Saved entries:
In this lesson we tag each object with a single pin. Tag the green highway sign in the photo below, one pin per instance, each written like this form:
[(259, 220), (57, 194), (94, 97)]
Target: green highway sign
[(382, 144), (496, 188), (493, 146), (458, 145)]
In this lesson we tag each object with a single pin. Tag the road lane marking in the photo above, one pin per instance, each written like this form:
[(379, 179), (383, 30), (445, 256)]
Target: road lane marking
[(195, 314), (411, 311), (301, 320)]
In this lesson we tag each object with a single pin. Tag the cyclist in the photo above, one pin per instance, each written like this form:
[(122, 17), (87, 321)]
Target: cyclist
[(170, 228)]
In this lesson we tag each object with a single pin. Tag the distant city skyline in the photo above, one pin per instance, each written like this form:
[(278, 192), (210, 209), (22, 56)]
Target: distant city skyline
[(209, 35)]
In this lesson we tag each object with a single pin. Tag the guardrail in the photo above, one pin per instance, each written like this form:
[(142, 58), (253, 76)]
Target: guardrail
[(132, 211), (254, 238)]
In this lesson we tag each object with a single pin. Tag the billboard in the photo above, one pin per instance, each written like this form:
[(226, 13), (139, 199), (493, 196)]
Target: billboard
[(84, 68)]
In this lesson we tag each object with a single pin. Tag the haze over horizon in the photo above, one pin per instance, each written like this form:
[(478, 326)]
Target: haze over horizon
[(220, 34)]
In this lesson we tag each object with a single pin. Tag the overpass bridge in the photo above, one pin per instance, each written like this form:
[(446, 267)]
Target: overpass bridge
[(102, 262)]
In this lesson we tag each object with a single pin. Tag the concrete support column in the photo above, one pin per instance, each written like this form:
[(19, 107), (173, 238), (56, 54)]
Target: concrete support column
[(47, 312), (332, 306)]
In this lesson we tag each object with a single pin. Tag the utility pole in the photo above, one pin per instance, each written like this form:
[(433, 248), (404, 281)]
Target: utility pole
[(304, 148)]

• THE TASK
Can you format every one of the records above as a numbered list and leave out any blank lines?

• IN RESPONSE
1. In this lesson we tag each object with a single pin. Tag the green highway sign in the photo below, one pin per instance, each written like this form:
2. [(259, 220), (57, 194), (94, 97)]
3. Target: green highway sign
4. [(382, 144), (496, 188), (493, 146), (458, 145)]
5. In this lesson we tag each object with a single pin. Tag the road lane marking in the photo above, one pin per instance, each written like this form:
6. [(379, 179), (383, 30), (445, 256)]
7. Target: road lane marking
8. [(195, 314), (411, 311), (301, 320)]
9. In this lesson we tag each object with a single pin. Tag the cyclist in the photo above, one pin per instance, each written like this form:
10. [(122, 17), (87, 321)]
11. Target: cyclist
12. [(170, 228)]
13. In this lesson we tag each object with a single pin. Tag the distant city skyline in the photo above, one pin per instance, each written like this form:
14. [(278, 192), (210, 209), (22, 56)]
15. Target: distant city skyline
16. [(209, 35)]
17. In this lesson we tag each object with a single pin. Tag the guardrail in the photo above, one pin per instance, each written like this form:
18. [(142, 58), (253, 76)]
19. Target: guardrail
20. [(132, 211), (254, 238)]
21. In this lesson we tag each object with a single pin. Tag the billboard in the photo above, one pin per instance, each written like this form:
22. [(226, 13), (139, 199), (493, 196)]
23. Target: billboard
24. [(84, 68)]
25. In this lesson we tag each object with a single pin. Tag the haze over horizon in the photo above, one pin per instance, each written like this form:
26. [(478, 326)]
27. Target: haze over horizon
28. [(220, 34)]
29. In this lesson we tag each object with a single pin. Tag the overpass bridge in the photo above, one pin per instance, each written like this form:
30. [(446, 267)]
31. Target: overpass bridge
32. [(102, 262)]
33. In this lesson we tag each object with a single pin. Tag the concrete support column in the photo above, one pin per instance, each written like this form:
34. [(19, 107), (173, 238), (56, 54)]
35. Target: concrete support column
36. [(47, 312), (332, 306)]
37. In this lesson we tag each object with a single pin. Tag the utility pole in the photo above, one pin per instance, each written like this form:
38. [(433, 248), (404, 281)]
39. Target: utility pole
40. [(304, 148)]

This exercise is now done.